*EXERCISE INSTRUCTIONS*.
Could you transcribe every record below exactly as it stands?
START INPUT FOR THIS TASK
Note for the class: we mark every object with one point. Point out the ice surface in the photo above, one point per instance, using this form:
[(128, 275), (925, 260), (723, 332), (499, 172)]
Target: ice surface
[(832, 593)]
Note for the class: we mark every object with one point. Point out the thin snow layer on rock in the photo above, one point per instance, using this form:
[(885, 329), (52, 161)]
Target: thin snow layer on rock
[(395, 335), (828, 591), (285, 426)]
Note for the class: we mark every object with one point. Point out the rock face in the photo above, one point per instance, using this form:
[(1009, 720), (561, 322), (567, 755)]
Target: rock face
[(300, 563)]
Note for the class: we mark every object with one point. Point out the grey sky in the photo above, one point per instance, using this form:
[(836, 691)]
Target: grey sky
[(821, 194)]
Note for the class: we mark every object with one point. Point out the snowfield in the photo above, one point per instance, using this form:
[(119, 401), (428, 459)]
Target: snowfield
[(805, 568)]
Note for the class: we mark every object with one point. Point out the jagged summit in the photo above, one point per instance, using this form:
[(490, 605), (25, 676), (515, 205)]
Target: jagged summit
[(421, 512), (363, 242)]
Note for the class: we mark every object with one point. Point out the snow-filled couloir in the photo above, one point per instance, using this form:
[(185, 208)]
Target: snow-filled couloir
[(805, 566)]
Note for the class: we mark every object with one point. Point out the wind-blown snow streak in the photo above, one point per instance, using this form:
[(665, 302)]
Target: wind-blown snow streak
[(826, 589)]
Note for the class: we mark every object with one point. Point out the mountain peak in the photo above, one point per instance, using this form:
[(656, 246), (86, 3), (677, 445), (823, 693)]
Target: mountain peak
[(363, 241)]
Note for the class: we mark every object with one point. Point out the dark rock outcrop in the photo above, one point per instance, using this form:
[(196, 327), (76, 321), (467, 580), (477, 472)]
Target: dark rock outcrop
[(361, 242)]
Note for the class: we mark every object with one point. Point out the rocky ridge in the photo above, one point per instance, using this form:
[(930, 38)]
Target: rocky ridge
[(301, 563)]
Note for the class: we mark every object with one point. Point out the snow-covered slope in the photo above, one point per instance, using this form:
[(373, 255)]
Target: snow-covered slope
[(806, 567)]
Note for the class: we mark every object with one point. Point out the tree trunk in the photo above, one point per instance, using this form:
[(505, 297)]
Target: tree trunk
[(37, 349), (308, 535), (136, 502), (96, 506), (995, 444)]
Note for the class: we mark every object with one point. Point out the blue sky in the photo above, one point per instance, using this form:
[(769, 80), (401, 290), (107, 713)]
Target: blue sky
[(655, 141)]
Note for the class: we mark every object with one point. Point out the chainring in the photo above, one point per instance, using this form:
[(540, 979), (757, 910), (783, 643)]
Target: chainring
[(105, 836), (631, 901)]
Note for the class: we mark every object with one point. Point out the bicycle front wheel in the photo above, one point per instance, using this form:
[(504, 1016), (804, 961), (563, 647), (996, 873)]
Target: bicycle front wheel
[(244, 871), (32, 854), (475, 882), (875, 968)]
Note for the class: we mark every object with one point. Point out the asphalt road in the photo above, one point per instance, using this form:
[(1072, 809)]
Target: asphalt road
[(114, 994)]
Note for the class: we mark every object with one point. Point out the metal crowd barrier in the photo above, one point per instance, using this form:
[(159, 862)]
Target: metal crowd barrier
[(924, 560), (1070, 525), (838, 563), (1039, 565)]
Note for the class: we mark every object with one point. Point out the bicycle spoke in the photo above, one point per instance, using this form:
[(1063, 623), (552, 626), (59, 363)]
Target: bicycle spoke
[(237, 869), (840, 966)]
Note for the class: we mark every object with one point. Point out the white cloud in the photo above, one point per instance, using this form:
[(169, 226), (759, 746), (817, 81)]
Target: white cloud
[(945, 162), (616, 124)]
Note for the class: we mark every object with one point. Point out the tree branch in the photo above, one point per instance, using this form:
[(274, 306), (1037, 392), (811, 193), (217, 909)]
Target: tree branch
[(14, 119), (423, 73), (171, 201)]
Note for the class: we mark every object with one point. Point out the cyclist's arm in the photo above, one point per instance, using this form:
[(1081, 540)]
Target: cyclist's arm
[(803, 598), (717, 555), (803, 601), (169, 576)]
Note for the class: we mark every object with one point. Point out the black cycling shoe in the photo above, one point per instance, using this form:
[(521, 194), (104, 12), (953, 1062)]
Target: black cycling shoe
END INPUT FOR THIS TASK
*EXERCISE OUTPUT*.
Note for the class: we mark every object with one point. Point out the ice surface in the photo above, one point per instance, using this form:
[(128, 275), (925, 260), (723, 332), (499, 172)]
Target: ice surface
[(832, 593)]
Note for the class: we mark every object with one point. Point out the thin snow layer on rock in the photo above, one point per instance, using this form:
[(885, 329), (52, 161)]
Target: thin snow layer on rock
[(395, 335), (828, 591), (285, 426)]
Note for the class: we mark every object with one point. Point out the rock face in the photo above, one point per instance, using this form:
[(1009, 720), (561, 322), (567, 755)]
Target: rock face
[(300, 563)]
Note for the class: we mark every object with one point. Point out the grey sky in the photo above, one point per instance, using this form:
[(836, 691)]
Target: grey sky
[(821, 194)]
Note for the class: we mark every object with one point. Point out the snowfield in the photo above, one point per instance, using this form:
[(119, 401), (428, 459)]
Target: snowfield
[(805, 568)]
Note for the class: we mark every object with one point. Point out the jagged summit in the photo above, one point per instance, using this form:
[(490, 605), (25, 676), (515, 205)]
Target: jagged summit
[(421, 512), (363, 242)]
Note for the class: we mark every object with one point. Point out the snow-filled couloir in the photo above, one point per instance, using this form:
[(185, 208)]
Target: snow-filled couloir
[(805, 566)]
Note for the class: we mark every object with one point. Point out the wind-blown snow streak in the photo above, one point per instance, using this form:
[(665, 302)]
Target: wind-blown snow streak
[(826, 589)]
Note for the class: we mark every object with one point. Point out the mountain peak in the photo above, one point per instance, using this form:
[(656, 246), (86, 3), (677, 445), (823, 693)]
Target: mountain peak
[(363, 241)]
Note for the class: we mark every object with one point. Point out the dark rock outcrop in the photo above, one point per instance, using this form:
[(196, 327), (76, 321), (467, 580), (477, 472)]
Target: dark rock outcrop
[(361, 242)]
Note for the class: we mark every object with one point. Point out the rocky ridge in the photo above, one point per instance, using this form:
[(930, 38)]
Target: rocky ridge
[(301, 563)]
Note for the class: we mark every object with one point. Point out the snow-covered slope in the photo above, one point per instance, using this form:
[(373, 255)]
Target: snow-covered slope
[(806, 567)]
Note for the class: we mark every object with one point. Point out the tree trunk in the photo above, one point per instance, using this form:
[(505, 297)]
Target: tree trunk
[(37, 349), (308, 535), (136, 502), (96, 506), (995, 444)]
Note for the class: we mark every object with one point. Point out the blue sky in the photo above, one point per instance, using this form:
[(769, 80), (401, 290), (107, 713)]
Target: blue sky
[(655, 141)]
Note for the class: we mark every object with one point. Point out the chainring in the photo above, one point per instance, using this form:
[(540, 979), (757, 910), (783, 643)]
Target: chainring
[(105, 836), (631, 901)]
Note for the class: we mark every object with one point. Point out the bicycle front wheel in the photo above, one point per instance, using this form:
[(504, 1016), (804, 961), (563, 647), (996, 873)]
Target: bicycle front wheel
[(244, 871), (32, 854), (475, 882), (875, 968)]
Note for the class: we mark every object with one point. Point out the asphalt road in the photo above, one point per instance, using this form:
[(1072, 809)]
Target: asphalt road
[(114, 994)]
Note for the class: we mark every object with one point. Point out the metal crowd barrier in the photo above, one point per instance, using this form:
[(159, 862)]
Target: metal crowd barrier
[(924, 560), (1070, 525), (838, 563), (1039, 565)]
Note for the class: we mark every object with one point. Point out the bicycle spoke in the photo above, one point per instance, using this form:
[(1063, 623), (552, 626), (59, 363)]
Target: bicycle spoke
[(237, 869), (840, 966)]
Note for the class: we mark every object with one point. Point out the white cloud in the photo above, one point per instance, using this form:
[(169, 226), (759, 746), (817, 81)]
Target: white cloud
[(945, 162), (616, 124)]
Note for the class: we mark every object with one point. Point out the tree branch in the photo above, one point per instance, using this form:
[(274, 306), (1037, 392), (811, 193), (217, 909)]
Target: tree branch
[(14, 119), (423, 73), (171, 201)]
Note for the class: we mark every object with one point. Point out the cyclist's arm in the photo above, one point per instance, using this form:
[(1081, 540)]
Target: cyclist's arm
[(803, 598), (717, 555), (803, 601), (169, 576)]
Note for the class: we mark every object with one point. Point out the black cycling shoe in the photo above, one point per instance, using this form:
[(521, 194), (104, 12), (953, 1062)]
Target: black cycling shoe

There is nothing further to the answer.